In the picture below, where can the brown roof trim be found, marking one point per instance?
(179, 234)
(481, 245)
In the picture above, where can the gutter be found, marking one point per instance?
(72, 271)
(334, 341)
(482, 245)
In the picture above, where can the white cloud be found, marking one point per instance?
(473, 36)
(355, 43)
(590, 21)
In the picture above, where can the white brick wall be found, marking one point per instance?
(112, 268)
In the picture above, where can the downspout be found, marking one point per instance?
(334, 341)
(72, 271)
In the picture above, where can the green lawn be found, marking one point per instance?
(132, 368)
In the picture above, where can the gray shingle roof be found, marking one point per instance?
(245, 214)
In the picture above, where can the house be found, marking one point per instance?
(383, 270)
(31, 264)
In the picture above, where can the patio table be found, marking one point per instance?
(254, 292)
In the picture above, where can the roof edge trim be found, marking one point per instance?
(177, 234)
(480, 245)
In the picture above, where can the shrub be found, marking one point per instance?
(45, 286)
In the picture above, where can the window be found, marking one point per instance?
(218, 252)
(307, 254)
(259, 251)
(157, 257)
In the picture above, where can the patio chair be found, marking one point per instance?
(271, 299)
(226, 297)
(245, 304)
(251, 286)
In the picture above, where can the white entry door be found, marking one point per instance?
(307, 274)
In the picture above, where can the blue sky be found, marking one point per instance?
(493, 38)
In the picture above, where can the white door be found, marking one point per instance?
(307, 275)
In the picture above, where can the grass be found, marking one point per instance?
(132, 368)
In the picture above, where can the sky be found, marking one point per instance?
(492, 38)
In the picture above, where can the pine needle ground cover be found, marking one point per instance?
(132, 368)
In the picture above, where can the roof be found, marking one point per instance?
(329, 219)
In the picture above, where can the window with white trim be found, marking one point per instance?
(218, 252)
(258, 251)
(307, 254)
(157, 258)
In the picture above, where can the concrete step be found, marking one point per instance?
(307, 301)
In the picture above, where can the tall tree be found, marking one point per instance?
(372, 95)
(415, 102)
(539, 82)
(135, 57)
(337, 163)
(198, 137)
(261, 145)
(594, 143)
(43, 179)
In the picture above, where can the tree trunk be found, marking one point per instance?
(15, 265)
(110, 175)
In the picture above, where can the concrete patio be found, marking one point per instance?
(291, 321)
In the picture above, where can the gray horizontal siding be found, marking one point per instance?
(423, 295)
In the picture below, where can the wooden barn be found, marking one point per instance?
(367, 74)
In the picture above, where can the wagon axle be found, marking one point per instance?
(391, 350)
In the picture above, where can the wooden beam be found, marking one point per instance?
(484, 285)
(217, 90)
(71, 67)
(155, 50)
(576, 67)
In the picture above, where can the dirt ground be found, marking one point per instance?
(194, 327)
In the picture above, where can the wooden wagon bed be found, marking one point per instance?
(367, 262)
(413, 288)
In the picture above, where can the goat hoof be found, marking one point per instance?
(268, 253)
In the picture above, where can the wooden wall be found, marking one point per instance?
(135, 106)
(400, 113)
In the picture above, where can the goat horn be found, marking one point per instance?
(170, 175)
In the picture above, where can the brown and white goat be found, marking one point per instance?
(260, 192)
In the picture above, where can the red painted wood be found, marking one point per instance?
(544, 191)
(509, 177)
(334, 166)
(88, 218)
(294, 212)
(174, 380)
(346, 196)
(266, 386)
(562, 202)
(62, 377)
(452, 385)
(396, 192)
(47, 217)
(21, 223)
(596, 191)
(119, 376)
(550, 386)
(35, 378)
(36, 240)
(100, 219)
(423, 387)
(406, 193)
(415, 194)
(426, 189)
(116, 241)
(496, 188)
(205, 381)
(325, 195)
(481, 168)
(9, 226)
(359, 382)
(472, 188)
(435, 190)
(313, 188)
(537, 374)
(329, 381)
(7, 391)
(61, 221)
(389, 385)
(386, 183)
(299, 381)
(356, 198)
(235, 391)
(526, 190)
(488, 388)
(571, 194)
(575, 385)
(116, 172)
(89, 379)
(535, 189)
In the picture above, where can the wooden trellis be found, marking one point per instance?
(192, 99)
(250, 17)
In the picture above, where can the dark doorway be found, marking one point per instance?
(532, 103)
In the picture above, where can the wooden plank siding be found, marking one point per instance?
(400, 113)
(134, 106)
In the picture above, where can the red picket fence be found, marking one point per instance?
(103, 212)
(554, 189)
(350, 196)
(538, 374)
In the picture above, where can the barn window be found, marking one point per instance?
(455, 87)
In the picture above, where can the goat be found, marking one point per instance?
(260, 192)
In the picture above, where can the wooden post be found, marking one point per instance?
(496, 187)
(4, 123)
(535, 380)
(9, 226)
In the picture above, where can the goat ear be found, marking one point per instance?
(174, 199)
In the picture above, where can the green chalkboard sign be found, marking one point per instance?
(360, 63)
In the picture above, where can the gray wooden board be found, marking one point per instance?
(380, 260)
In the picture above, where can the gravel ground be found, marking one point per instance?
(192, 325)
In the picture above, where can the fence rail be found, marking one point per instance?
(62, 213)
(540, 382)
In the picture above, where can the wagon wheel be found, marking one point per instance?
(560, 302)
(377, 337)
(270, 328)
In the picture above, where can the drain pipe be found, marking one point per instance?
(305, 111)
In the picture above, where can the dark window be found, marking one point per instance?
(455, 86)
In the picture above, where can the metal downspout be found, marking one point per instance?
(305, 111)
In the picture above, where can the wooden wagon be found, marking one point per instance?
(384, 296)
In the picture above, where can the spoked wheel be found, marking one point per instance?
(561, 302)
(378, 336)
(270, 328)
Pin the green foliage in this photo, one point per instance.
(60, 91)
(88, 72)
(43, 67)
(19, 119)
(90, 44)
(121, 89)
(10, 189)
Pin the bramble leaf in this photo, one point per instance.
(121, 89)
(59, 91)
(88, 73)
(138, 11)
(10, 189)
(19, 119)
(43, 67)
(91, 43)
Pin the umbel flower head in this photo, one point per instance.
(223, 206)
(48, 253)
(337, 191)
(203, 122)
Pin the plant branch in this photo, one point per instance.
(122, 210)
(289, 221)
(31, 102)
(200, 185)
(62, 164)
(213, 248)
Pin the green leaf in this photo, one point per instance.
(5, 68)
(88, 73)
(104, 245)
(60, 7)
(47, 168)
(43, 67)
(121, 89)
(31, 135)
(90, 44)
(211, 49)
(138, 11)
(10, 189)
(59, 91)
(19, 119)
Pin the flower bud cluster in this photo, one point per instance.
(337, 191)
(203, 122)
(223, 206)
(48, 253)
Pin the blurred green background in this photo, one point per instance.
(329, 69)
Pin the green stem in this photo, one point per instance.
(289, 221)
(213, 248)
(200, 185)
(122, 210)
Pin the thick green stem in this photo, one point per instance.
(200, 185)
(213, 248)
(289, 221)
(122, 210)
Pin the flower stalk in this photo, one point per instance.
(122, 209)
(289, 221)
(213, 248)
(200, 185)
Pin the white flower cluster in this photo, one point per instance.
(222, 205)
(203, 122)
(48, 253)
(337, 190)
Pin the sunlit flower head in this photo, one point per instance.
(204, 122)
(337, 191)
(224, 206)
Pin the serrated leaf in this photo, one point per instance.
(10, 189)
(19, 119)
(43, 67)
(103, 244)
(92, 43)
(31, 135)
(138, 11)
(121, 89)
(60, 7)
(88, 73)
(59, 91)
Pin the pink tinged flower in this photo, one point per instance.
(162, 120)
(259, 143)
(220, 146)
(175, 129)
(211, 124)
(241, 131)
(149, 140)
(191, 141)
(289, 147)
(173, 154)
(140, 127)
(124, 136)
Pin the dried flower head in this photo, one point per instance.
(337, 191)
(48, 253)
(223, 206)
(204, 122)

== == ==

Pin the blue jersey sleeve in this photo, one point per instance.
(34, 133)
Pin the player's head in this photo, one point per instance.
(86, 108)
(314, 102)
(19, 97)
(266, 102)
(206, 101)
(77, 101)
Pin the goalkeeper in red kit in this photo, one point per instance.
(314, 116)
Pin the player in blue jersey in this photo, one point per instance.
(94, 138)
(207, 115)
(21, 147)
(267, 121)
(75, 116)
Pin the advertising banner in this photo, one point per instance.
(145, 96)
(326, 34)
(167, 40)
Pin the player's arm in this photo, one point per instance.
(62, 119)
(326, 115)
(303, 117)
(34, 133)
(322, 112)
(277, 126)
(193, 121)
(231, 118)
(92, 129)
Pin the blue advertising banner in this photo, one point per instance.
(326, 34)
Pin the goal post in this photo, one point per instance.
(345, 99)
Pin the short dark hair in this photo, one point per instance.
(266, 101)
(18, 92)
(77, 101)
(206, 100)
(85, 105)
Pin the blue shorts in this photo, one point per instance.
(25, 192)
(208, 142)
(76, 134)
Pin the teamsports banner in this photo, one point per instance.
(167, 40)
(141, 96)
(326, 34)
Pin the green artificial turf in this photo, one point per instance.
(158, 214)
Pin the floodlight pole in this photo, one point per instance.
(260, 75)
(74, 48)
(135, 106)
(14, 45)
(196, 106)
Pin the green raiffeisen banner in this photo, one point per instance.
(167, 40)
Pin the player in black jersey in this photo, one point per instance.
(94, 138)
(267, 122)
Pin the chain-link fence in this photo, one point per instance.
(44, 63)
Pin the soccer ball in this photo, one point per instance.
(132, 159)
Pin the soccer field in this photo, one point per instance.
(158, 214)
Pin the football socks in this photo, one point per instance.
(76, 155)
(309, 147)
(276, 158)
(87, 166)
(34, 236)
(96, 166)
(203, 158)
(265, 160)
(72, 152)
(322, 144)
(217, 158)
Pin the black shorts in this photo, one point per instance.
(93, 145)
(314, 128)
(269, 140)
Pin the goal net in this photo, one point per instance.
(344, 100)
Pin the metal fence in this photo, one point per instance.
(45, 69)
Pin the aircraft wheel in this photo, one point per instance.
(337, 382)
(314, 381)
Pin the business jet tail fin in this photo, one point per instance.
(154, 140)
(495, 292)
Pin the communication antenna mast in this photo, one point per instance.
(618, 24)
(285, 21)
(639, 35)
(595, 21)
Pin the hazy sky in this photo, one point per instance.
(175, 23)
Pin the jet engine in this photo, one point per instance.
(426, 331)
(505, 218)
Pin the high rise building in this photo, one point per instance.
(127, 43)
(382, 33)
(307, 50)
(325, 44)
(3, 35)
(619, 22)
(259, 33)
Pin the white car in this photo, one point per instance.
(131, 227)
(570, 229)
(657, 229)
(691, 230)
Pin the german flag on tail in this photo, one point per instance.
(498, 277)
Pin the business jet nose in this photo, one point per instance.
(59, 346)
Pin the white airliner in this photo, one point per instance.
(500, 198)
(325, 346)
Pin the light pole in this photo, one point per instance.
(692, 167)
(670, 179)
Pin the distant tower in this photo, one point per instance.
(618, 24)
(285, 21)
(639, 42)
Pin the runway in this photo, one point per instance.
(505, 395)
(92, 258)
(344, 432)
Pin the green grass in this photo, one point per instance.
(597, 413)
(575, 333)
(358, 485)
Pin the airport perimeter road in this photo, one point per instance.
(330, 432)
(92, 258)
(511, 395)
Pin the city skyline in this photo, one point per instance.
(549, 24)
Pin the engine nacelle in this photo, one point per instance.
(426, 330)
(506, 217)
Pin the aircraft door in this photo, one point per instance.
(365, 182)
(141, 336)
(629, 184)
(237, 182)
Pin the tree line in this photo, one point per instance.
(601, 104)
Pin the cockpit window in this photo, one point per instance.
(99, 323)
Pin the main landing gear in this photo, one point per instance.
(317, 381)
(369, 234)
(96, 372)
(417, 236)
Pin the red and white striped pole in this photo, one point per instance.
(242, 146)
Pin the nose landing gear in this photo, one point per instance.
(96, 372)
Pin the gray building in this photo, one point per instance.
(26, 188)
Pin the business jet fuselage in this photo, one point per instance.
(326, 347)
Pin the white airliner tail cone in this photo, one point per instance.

== == ==

*Given problem*:
Copy out every line in the items above that contains the word "below".

*Result of this exercise*:
In the picture below, where can the brown roof trim be found, marking one point per instance?
In the picture below, where can the wooden barn be found, marking one point per instance?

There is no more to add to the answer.